Buy The F&ing Dip Even If It Is 10 Minutes Long!!
Stocks are no longer allowed to drop. This is a problem as many investors are required to hedge portfolios. As such, they are not enjoying the recent run since the last period of weakness that ended in early March.
Tracking up and down moves is a great way to be more adept. The S&P 500 began an up move that started on October 30th and ran to January 25th (87 days) the gain was 17.90%. Then a pullback took place from January 25th to 29th (4 days) that saw the S&P 500 fall -3.99%. Next the S&P 500 rose 5.94% from January 29th to February 12th (14 days). The last down move saw the S&P 500 fall -4.23% from February 12th to March 4th. (20 days) The current up move began on March 4th close and is up 8.80% through 2:30 p.m. EDT. (36 days)
The point here is dips are to be bought until further notice as the Federal Reserve has thrown so much money at the pandemic that TARP money is now considered chump change. The economy is beginning to improve as 916,000 jobs were created last Friday and we might see numbers like last Friday over the next few months. Why?
Pilots are being recalled. Waiters and waitresses are going back to work. Southwest Airlines (LUV) this morning just called back 2,700 flight attendents. The supply chain is getting more food to restaurants because you have to feed the pilots and flight attendents. Packaging companies are seeing increase demand again. The trickle down of an economy opening back up is in play. Remember that this is not just one country opening back up it is the largest and most powerful economy in the world reopening.
Until otherwise told by us, the only trade is "buy the f#$%ing dip."

## What this task involves
According to the market commentary, how many flight attendants did Southwest Airlines call back? The records that come next are separate material, unrelated to the market commentary.

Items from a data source

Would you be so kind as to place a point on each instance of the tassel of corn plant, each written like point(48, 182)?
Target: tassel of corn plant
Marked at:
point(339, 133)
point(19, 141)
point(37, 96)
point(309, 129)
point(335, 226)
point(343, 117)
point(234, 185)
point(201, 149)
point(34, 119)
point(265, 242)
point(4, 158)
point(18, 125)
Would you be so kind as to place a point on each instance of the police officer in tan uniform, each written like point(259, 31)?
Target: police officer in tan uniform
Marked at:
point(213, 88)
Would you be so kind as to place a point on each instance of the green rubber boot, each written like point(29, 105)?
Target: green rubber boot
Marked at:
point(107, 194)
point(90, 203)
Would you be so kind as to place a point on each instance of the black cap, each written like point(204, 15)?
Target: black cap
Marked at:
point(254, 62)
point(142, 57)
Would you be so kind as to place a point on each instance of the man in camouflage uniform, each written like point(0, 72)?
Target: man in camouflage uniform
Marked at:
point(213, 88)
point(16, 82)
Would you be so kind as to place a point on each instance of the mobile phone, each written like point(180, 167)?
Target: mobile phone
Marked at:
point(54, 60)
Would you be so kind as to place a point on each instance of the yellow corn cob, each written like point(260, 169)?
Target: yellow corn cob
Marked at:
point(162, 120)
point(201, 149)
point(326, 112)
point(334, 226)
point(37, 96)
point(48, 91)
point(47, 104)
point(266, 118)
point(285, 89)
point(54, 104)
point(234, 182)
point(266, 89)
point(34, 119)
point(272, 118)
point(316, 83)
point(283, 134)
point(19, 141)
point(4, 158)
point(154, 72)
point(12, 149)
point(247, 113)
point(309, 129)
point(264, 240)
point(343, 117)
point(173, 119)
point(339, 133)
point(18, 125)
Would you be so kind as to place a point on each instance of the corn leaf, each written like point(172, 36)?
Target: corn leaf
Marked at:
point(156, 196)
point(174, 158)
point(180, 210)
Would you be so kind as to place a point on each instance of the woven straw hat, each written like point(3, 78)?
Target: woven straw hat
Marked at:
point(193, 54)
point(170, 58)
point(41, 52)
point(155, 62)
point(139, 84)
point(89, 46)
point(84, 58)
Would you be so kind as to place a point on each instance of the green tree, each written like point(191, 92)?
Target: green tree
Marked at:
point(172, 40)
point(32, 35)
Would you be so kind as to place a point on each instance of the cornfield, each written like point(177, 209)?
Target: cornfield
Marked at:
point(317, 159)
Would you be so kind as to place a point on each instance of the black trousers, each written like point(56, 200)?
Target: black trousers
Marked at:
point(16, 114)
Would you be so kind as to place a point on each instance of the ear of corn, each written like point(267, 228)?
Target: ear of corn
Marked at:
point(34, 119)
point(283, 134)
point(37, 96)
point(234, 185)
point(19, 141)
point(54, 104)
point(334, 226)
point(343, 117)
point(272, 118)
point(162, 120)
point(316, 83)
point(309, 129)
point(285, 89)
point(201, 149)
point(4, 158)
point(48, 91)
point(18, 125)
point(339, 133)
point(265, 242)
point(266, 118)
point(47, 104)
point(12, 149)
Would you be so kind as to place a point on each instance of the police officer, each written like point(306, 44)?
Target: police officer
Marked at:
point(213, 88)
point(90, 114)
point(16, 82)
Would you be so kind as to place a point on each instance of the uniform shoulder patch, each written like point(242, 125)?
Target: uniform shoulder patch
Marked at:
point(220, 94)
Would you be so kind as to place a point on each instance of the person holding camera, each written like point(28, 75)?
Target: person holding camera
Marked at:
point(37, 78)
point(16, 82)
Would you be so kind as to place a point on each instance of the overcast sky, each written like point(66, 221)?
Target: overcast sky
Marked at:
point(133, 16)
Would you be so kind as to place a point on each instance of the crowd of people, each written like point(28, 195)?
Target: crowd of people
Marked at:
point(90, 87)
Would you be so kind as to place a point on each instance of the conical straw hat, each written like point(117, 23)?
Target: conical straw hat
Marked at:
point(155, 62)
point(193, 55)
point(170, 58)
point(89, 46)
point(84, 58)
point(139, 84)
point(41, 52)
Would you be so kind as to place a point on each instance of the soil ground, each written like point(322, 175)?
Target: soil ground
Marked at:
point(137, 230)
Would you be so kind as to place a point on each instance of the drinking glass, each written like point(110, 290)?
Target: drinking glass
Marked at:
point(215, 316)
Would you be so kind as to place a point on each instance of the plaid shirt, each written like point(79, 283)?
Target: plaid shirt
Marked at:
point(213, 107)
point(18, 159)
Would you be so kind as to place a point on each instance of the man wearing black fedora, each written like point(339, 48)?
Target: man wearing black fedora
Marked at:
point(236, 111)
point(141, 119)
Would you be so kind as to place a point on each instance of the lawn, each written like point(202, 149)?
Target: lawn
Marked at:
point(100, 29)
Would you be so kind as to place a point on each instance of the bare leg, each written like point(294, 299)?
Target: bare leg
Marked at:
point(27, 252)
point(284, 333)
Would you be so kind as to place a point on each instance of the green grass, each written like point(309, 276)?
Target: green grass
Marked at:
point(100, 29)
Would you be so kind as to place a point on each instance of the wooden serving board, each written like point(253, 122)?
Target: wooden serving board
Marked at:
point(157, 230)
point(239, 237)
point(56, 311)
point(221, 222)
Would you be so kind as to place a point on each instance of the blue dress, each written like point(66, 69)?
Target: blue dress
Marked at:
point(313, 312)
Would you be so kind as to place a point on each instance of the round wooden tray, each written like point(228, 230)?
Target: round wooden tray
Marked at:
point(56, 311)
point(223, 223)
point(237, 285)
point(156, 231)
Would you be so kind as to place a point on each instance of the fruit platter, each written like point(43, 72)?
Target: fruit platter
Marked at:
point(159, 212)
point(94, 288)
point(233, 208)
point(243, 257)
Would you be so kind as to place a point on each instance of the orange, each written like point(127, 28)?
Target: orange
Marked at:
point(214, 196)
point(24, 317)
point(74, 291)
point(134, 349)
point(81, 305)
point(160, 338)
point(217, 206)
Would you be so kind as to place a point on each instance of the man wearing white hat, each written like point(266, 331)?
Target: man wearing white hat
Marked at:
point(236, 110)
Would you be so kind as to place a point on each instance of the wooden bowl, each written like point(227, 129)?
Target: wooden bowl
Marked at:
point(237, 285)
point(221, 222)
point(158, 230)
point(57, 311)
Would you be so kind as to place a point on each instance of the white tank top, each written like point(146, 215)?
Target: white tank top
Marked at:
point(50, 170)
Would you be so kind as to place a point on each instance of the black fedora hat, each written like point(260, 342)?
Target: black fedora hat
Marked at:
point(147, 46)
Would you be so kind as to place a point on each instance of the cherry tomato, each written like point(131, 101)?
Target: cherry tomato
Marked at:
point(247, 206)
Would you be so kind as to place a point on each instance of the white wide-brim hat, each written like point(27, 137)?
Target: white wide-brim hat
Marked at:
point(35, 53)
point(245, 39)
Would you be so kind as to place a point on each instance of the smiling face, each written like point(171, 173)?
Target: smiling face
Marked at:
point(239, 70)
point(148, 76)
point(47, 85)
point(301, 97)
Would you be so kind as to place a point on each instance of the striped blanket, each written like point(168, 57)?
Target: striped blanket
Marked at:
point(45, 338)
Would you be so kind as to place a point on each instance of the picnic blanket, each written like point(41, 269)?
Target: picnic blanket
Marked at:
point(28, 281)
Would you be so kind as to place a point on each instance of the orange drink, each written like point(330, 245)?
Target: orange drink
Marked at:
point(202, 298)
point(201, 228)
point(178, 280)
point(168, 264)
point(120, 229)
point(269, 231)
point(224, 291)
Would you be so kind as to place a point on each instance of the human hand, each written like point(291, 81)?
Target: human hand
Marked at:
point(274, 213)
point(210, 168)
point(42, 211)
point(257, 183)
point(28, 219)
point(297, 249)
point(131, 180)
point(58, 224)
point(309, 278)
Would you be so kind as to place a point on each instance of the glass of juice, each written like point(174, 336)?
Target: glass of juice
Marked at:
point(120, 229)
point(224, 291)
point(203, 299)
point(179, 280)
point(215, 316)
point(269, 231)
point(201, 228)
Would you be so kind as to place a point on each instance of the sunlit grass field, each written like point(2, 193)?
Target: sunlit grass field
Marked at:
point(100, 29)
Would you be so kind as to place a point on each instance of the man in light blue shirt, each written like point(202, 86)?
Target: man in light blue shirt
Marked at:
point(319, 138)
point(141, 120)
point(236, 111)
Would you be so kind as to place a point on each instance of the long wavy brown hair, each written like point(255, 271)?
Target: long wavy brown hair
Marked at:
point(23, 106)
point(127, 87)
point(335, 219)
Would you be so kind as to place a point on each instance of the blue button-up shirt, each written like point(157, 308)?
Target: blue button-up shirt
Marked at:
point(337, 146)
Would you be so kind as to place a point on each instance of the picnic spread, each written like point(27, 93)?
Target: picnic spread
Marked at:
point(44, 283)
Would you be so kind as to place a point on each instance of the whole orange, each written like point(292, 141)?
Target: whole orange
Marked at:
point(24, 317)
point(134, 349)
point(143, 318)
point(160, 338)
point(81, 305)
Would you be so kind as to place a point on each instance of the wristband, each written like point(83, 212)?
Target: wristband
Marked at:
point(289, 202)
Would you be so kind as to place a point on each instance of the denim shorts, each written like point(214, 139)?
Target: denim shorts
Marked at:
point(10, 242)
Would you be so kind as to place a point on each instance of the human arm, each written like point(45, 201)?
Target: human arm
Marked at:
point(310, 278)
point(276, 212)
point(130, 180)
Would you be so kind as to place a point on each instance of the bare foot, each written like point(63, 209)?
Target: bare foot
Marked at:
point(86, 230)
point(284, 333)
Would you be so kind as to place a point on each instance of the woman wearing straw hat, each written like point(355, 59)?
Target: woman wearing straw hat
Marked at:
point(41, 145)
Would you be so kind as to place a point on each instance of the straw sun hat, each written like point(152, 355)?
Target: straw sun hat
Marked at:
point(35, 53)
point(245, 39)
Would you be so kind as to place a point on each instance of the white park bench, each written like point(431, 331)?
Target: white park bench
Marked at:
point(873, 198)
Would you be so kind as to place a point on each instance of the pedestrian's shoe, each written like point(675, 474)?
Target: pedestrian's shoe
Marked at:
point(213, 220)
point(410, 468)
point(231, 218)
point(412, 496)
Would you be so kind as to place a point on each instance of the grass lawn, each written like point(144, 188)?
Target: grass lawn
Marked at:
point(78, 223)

## Response
2,700